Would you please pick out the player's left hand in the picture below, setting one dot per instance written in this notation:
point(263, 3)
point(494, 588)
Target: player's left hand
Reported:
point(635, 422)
== == ==
▶ [PROBLEM REQUIREMENTS]:
List each line of the records that contains the word "player".

▶ [WRITTEN RESPONSE]:
Would you please pick out the player's left hand in the picture below, setting one dot per instance written in this notation:
Target: player's left hand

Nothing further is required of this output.